Write out the records below again with "wrought iron scroll" swapped for "metal scroll" and nothing else changed. Leave the pictures out.
======
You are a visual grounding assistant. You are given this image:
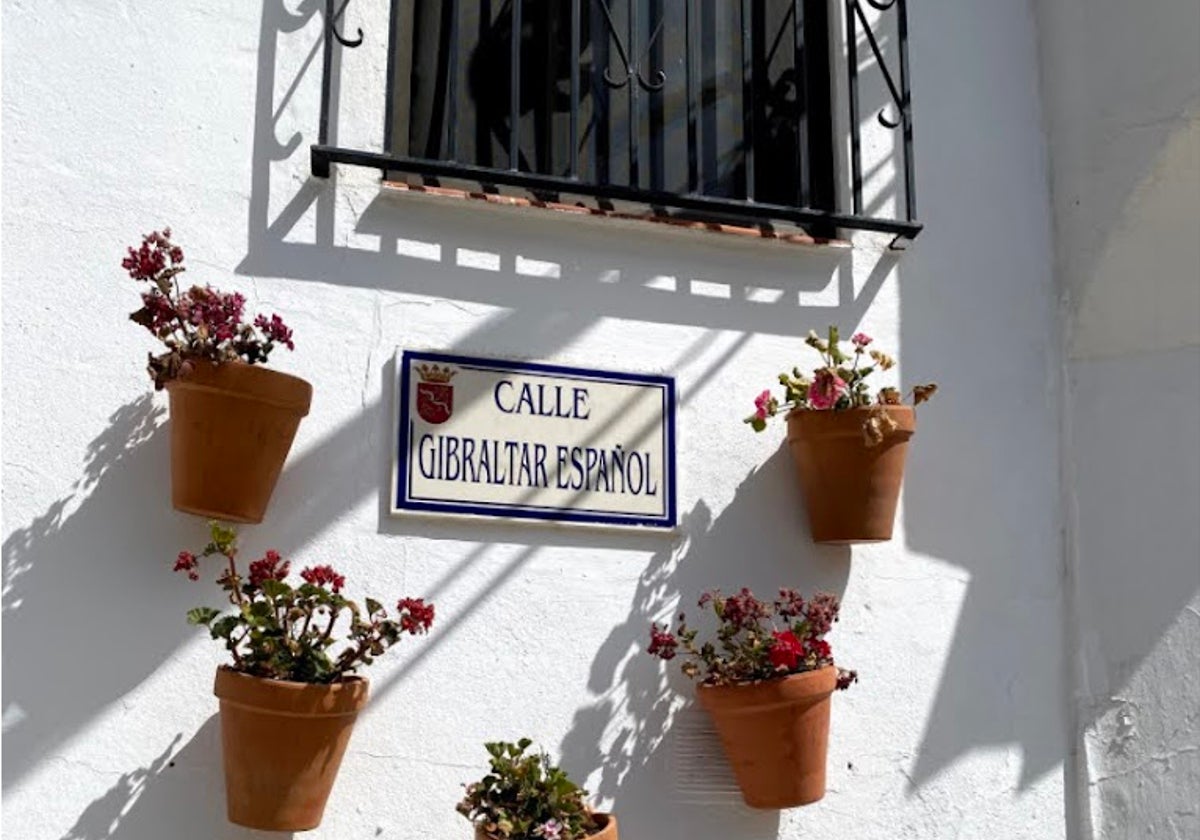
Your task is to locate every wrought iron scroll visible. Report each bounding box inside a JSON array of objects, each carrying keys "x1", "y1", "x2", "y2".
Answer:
[
  {"x1": 314, "y1": 0, "x2": 362, "y2": 149},
  {"x1": 846, "y1": 0, "x2": 917, "y2": 229},
  {"x1": 599, "y1": 0, "x2": 667, "y2": 94},
  {"x1": 311, "y1": 0, "x2": 922, "y2": 245}
]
======
## Response
You are a visual grounding assistant. You are given this image:
Your task is to locate every metal scroll visible. Report each bounding box inside a JSON array of objects, each carrying keys "x1", "y1", "x2", "y2".
Answer:
[
  {"x1": 314, "y1": 0, "x2": 362, "y2": 149},
  {"x1": 846, "y1": 0, "x2": 917, "y2": 229},
  {"x1": 599, "y1": 0, "x2": 667, "y2": 94},
  {"x1": 311, "y1": 0, "x2": 922, "y2": 245}
]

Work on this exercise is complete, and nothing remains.